- _Available records_:
⁂

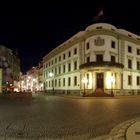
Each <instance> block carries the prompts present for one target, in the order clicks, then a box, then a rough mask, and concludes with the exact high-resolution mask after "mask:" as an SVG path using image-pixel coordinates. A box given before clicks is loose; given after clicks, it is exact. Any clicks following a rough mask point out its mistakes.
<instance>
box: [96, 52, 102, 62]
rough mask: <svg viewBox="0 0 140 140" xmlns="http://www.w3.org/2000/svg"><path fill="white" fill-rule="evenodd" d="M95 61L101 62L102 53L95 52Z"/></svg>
mask: <svg viewBox="0 0 140 140" xmlns="http://www.w3.org/2000/svg"><path fill="white" fill-rule="evenodd" d="M96 61H97V62H103V55H102V54H97V55H96Z"/></svg>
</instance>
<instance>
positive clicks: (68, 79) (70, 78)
mask: <svg viewBox="0 0 140 140" xmlns="http://www.w3.org/2000/svg"><path fill="white" fill-rule="evenodd" d="M70 85H71V78H70V77H68V86H70Z"/></svg>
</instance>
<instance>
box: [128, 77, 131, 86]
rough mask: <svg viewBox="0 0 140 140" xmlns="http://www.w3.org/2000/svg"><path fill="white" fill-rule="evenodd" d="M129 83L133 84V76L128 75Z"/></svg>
mask: <svg viewBox="0 0 140 140" xmlns="http://www.w3.org/2000/svg"><path fill="white" fill-rule="evenodd" d="M128 85H132V76H131V75H128Z"/></svg>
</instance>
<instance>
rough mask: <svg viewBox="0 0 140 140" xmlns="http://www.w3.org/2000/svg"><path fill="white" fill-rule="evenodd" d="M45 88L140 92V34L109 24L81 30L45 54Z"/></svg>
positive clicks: (47, 89) (71, 92)
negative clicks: (46, 53)
mask: <svg viewBox="0 0 140 140" xmlns="http://www.w3.org/2000/svg"><path fill="white" fill-rule="evenodd" d="M43 83H44V90H46V91H53V90H55V92H60V93H66V94H67V93H78V94H81V93H83V92H84V93H85V92H86V94H90V93H93V92H96V91H98V89H100V90H102V91H104V92H105V93H107V94H111V93H112V92H113V93H114V94H115V95H120V94H124V95H127V94H139V93H140V36H138V35H135V34H133V33H131V32H129V31H126V30H124V29H117V28H116V27H115V26H113V25H110V24H106V23H97V24H93V25H91V26H89V27H87V28H86V29H85V30H84V31H80V32H79V33H77V34H76V35H74V36H73V37H71V38H70V39H68V40H67V41H65V42H64V43H62V44H61V45H59V46H58V47H56V48H55V49H54V50H52V51H51V52H50V53H49V54H47V55H46V56H44V57H43Z"/></svg>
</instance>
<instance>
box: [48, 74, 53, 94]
mask: <svg viewBox="0 0 140 140" xmlns="http://www.w3.org/2000/svg"><path fill="white" fill-rule="evenodd" d="M49 77H51V78H53V81H52V88H53V89H52V91H53V95H54V73H52V72H50V73H49Z"/></svg>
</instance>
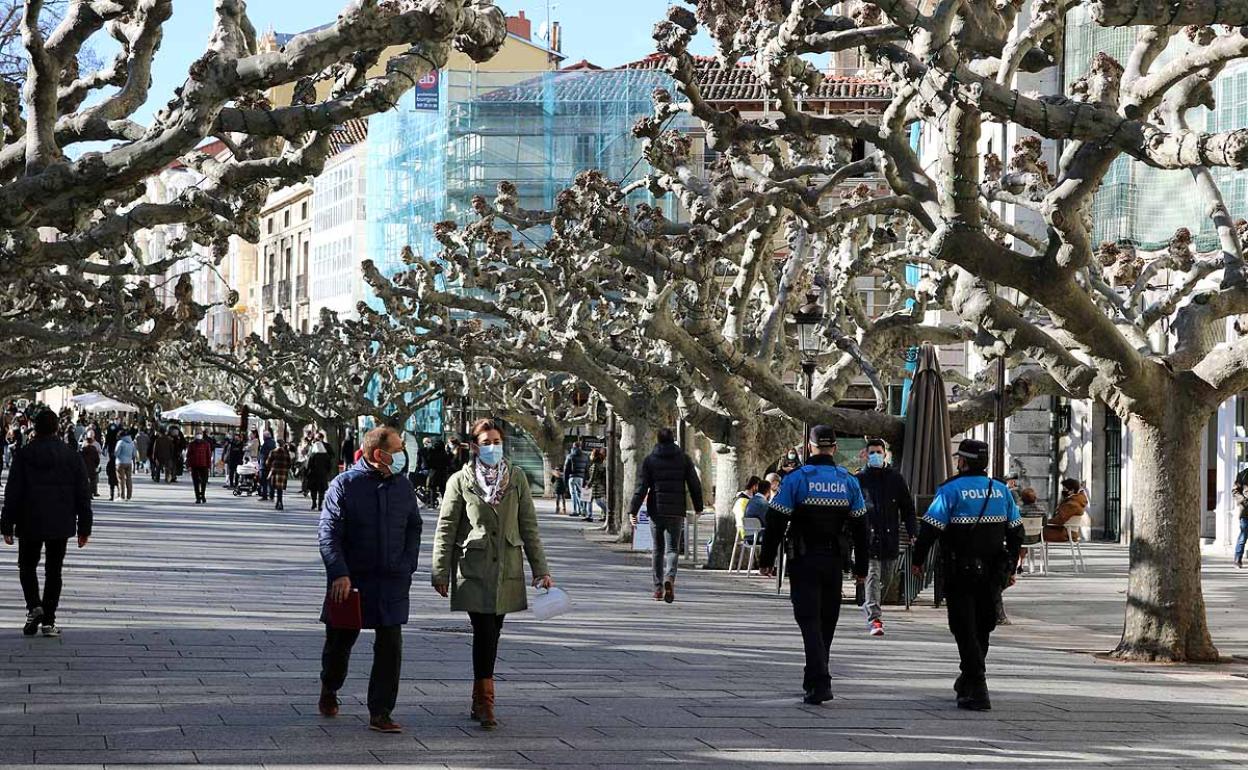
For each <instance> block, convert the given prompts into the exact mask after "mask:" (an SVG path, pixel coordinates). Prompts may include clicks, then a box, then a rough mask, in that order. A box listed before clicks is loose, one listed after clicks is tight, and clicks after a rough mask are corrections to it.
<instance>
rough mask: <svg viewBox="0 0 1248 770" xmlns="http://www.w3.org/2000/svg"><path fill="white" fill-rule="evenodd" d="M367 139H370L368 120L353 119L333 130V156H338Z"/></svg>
mask: <svg viewBox="0 0 1248 770" xmlns="http://www.w3.org/2000/svg"><path fill="white" fill-rule="evenodd" d="M366 139H368V119H367V117H353V119H351V120H348V121H347V122H344V124H342V125H341V126H338V127H337V129H334V130H333V135H332V136H331V137H329V144H331V145H333V155H337V154H339V152H342V151H344V150H346V149H347V147H351V146H352V145H358V144H359V142H362V141H364V140H366Z"/></svg>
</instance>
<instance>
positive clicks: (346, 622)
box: [324, 588, 364, 631]
mask: <svg viewBox="0 0 1248 770" xmlns="http://www.w3.org/2000/svg"><path fill="white" fill-rule="evenodd" d="M324 619H326V624H327V625H329V628H338V629H343V630H351V631H358V630H359V629H362V628H364V618H363V610H362V609H361V607H359V590H358V589H354V588H353V589H351V593H349V594H347V598H346V599H343V600H342V602H334V600H333V599H331V598H329V595H328V593H327V594H326V597H324Z"/></svg>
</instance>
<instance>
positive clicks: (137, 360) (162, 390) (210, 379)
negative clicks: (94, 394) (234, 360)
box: [74, 339, 247, 423]
mask: <svg viewBox="0 0 1248 770" xmlns="http://www.w3.org/2000/svg"><path fill="white" fill-rule="evenodd" d="M203 349H205V346H203V342H202V339H193V341H191V342H188V343H185V342H175V341H166V342H165V343H162V344H161V346H160V347H158V348H156V349H135V351H116V349H109V348H101V349H91V353H92V354H94V356H95V357H96V358H97V359H106V361H107V363H106V366H96V367H87V368H85V369H84V371H80V372H75V379H74V384H75V389H79V391H96V392H100V393H104V394H105V396H107V397H109V398H114V399H116V401H120V402H122V403H129V404H131V406H134V407H139V409H140V414H141V416H142V418H144V419H147V421H150V422H152V423H158V422H160V421H161V412H162V411H167V409H172V408H176V407H180V406H182V404H185V403H190V402H192V401H205V399H213V401H222V402H225V403H228V404H235V406H241V404H242V403H243V394H245V392H246V387H247V383H246V381H243V379H241V378H238V377H236V376H233V374H231V373H230V372H226V371H225V369H221V368H218V367H213V366H211V364H210V363H206V362H205V361H203Z"/></svg>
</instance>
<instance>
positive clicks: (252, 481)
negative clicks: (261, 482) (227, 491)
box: [235, 457, 260, 497]
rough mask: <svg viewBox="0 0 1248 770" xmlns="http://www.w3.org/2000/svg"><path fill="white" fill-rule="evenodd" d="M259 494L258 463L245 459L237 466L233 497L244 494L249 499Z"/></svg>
mask: <svg viewBox="0 0 1248 770" xmlns="http://www.w3.org/2000/svg"><path fill="white" fill-rule="evenodd" d="M257 492H260V463H257V462H256V461H253V459H251V458H250V457H245V458H243V461H242V464H241V465H238V480H237V483H236V484H235V497H242V495H243V494H246V495H247V497H251V495H253V494H256V493H257Z"/></svg>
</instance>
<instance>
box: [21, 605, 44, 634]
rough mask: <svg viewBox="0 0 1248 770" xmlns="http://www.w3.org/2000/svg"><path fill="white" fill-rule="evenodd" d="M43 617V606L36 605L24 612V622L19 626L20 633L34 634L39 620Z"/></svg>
mask: <svg viewBox="0 0 1248 770" xmlns="http://www.w3.org/2000/svg"><path fill="white" fill-rule="evenodd" d="M42 619H44V608H41V607H36V608H35V609H32V610H30V612H29V613H26V623H25V624H22V626H21V633H22V635H25V636H34V635H35V631H37V630H39V621H40V620H42Z"/></svg>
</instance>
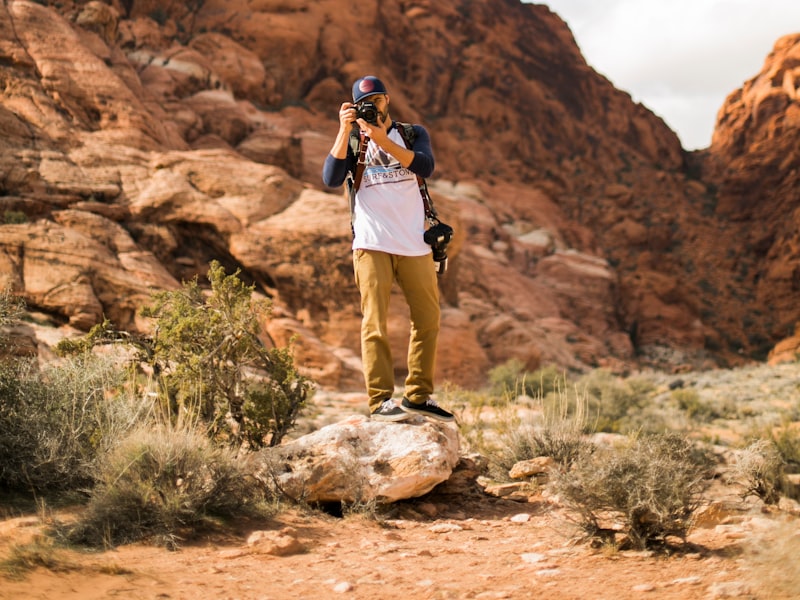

⁂

- _What to do_:
In the data above, how many lines contain the string "loose"? Case matters. Give only the number.

- _Problem solution_:
2